**WHAT YOU NEED TO DO:** Transcribe the data exactly, omitting whatever pictures it holds.

Collected data:
——

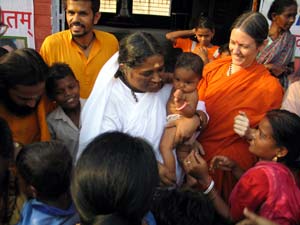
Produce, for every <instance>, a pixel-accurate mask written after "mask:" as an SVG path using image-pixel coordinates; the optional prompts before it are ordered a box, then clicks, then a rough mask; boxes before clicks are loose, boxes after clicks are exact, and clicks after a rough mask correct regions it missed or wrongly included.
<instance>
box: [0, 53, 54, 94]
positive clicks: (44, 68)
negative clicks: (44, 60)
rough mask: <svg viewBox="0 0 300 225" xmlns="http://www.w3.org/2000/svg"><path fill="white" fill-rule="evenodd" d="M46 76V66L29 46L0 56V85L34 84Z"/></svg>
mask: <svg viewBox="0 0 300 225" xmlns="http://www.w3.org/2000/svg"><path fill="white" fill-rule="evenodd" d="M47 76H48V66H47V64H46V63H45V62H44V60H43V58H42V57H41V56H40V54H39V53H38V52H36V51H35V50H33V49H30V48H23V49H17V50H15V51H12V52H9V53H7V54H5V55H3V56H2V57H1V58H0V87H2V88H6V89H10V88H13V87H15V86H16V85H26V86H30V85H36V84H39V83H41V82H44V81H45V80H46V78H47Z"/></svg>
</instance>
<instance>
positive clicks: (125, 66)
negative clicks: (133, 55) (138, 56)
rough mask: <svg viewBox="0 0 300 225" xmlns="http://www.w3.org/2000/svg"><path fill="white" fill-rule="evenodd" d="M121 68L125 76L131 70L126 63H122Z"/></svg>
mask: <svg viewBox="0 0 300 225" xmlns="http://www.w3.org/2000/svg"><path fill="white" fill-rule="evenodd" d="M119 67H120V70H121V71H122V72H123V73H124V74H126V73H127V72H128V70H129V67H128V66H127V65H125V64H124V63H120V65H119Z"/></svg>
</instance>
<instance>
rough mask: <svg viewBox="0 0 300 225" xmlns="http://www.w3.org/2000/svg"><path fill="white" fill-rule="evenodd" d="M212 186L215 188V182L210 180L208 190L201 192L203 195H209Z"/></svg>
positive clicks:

——

**WORKED SOLUTION:**
Produce, for every <instance>, a pixel-accurate mask written after "mask:" as an SVG path using image-pixel coordinates; the optional prompts before it are ordered a box, then clicks, then a rough mask; boxes before clicks are loose, boxes after clicks are exact, and clicks after a rough mask correct regions it missed or wrongly included.
<instance>
box: [0, 53, 54, 94]
positive clicks: (44, 68)
negative clicks: (44, 60)
rough mask: <svg viewBox="0 0 300 225" xmlns="http://www.w3.org/2000/svg"><path fill="white" fill-rule="evenodd" d="M46 76V66L29 46L0 56V85L34 84Z"/></svg>
mask: <svg viewBox="0 0 300 225" xmlns="http://www.w3.org/2000/svg"><path fill="white" fill-rule="evenodd" d="M47 76H48V66H47V64H46V63H45V62H44V60H43V58H42V57H41V56H40V54H39V53H38V52H36V51H35V50H33V49H30V48H23V49H17V50H15V51H12V52H9V53H7V54H5V55H3V56H2V57H1V58H0V87H2V88H6V89H10V88H13V87H15V86H16V85H26V86H30V85H36V84H39V83H41V82H44V81H45V80H46V78H47Z"/></svg>
</instance>
<instance>
positive clicks: (125, 66)
negative clicks: (133, 55) (138, 56)
rough mask: <svg viewBox="0 0 300 225" xmlns="http://www.w3.org/2000/svg"><path fill="white" fill-rule="evenodd" d="M121 68L125 76L131 70L126 63H122Z"/></svg>
mask: <svg viewBox="0 0 300 225" xmlns="http://www.w3.org/2000/svg"><path fill="white" fill-rule="evenodd" d="M119 67H120V70H121V71H122V72H123V73H124V74H126V73H127V72H128V70H129V67H128V66H127V65H125V64H124V63H120V65H119Z"/></svg>
</instance>
<instance>
rough mask: <svg viewBox="0 0 300 225" xmlns="http://www.w3.org/2000/svg"><path fill="white" fill-rule="evenodd" d="M212 186L215 188V182L210 180L208 190L201 192L203 195H209Z"/></svg>
positive clicks:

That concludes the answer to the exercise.